RECORDS SHOWN:
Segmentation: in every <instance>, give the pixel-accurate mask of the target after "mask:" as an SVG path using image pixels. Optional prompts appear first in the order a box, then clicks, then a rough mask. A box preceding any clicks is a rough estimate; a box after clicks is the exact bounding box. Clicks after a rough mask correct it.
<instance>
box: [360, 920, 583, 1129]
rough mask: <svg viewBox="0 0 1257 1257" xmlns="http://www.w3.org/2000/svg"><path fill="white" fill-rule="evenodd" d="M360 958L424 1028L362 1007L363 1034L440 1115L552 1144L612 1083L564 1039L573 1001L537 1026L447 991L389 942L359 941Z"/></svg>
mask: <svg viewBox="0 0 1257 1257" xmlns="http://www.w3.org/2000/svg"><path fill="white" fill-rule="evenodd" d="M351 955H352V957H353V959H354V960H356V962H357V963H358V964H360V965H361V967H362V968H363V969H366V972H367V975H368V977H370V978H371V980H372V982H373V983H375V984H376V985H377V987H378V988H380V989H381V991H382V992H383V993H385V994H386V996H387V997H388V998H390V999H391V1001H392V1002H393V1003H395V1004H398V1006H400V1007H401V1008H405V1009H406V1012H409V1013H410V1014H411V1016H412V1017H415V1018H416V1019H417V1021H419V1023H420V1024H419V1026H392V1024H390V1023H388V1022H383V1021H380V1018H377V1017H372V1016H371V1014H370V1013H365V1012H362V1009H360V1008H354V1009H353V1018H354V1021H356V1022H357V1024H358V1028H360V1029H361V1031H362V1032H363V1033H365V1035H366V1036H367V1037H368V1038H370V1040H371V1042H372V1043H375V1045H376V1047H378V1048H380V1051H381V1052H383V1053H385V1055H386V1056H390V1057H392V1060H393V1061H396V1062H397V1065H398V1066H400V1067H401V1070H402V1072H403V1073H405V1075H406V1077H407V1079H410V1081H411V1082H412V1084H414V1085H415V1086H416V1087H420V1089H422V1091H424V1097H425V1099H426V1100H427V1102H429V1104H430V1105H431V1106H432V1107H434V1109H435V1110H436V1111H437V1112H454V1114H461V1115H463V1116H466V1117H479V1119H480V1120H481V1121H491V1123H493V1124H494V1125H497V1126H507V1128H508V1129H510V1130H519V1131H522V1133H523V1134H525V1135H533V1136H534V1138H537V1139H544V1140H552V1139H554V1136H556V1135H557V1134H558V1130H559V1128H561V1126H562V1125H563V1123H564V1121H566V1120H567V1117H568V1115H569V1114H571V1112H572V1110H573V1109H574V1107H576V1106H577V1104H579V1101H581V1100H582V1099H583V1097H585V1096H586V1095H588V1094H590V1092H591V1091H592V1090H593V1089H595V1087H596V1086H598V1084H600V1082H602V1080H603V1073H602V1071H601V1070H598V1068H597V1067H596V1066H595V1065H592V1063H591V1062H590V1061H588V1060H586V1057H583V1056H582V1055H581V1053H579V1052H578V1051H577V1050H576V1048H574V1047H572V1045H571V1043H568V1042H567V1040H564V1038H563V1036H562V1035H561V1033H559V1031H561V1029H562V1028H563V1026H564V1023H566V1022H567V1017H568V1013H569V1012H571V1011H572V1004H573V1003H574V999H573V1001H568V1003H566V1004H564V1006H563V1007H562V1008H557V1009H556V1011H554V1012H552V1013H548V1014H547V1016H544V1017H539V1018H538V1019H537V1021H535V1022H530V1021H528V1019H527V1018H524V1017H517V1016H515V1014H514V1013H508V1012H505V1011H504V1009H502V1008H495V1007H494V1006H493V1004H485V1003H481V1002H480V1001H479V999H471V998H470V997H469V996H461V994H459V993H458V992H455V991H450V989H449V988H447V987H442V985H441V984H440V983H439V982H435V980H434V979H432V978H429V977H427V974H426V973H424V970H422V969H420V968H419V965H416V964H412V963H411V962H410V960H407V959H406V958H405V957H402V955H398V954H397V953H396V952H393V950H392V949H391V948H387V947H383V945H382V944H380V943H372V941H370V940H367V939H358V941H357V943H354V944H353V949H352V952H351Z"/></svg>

INSTRUCTIONS FOR THE TASK:
Please show the lines of the material that contain the string "instance".

RESPONSE FOR THIS EXERCISE:
Segmentation: in every <instance>, give the pixel-accurate mask of the target after "mask:" as an SVG path using image pixels. Optional prompts appear first in the order a box, then clicks, then a rough mask. A box preceding any clicks is a rough estimate; a box after clicks is the exact bounding box. Clicks after a rough mask correct it.
<instance>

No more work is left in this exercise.